_Material supplied_.
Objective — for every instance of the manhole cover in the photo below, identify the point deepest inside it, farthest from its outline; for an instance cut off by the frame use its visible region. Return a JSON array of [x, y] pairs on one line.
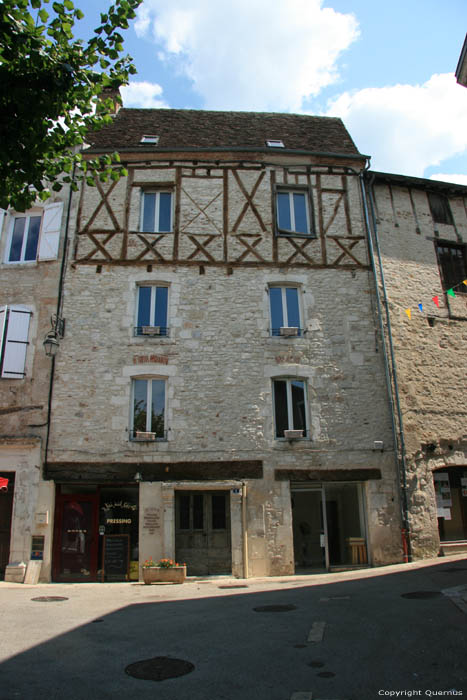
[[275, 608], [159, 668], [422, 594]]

--

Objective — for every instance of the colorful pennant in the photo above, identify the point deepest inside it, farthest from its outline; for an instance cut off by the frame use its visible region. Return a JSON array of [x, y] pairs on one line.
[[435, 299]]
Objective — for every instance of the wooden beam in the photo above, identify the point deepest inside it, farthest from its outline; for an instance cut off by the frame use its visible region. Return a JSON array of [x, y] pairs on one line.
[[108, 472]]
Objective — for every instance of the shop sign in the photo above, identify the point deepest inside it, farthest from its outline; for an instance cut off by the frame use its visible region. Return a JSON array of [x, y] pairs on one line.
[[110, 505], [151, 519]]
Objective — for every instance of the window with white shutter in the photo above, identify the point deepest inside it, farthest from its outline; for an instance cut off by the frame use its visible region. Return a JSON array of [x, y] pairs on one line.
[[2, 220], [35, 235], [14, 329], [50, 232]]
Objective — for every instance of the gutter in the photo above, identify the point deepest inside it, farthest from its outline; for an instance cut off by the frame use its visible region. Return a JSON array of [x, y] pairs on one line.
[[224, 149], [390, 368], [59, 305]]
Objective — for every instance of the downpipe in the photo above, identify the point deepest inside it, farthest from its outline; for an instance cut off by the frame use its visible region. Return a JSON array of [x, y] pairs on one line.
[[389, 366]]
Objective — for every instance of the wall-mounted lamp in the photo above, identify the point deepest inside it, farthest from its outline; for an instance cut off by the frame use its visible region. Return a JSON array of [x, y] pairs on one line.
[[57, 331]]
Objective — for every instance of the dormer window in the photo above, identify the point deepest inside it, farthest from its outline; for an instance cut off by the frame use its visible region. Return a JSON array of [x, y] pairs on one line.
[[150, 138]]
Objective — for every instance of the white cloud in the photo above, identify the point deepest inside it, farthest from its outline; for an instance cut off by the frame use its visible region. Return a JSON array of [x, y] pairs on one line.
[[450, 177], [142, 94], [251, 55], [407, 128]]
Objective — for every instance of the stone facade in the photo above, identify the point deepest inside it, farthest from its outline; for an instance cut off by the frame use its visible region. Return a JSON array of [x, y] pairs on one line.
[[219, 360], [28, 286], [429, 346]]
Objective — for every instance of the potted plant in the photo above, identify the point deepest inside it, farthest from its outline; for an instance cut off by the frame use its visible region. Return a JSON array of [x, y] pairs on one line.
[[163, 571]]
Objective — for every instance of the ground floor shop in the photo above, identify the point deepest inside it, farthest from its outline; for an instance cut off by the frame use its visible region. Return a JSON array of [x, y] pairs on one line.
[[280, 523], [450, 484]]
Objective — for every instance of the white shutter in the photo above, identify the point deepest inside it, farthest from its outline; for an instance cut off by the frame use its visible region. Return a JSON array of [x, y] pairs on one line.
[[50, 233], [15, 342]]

_Written instruction_.
Find each line in the records above that contains the word "window", and copy those lines out.

_Finished task_.
Objective — for every instance of the window with white shutter in the photo above, identify the point deepest inside it, farthest from its outline; for an instance cut off by the frame use its visible region. Return a JSON array of [x, y] pairs on one line.
Objective — for every instance of the dormer window in the photo above, identify the point deepest inside it, farthest from its outline; for an instance cut off by the frame use its visible region. Return a JSON array of [x, y] pairs on one line.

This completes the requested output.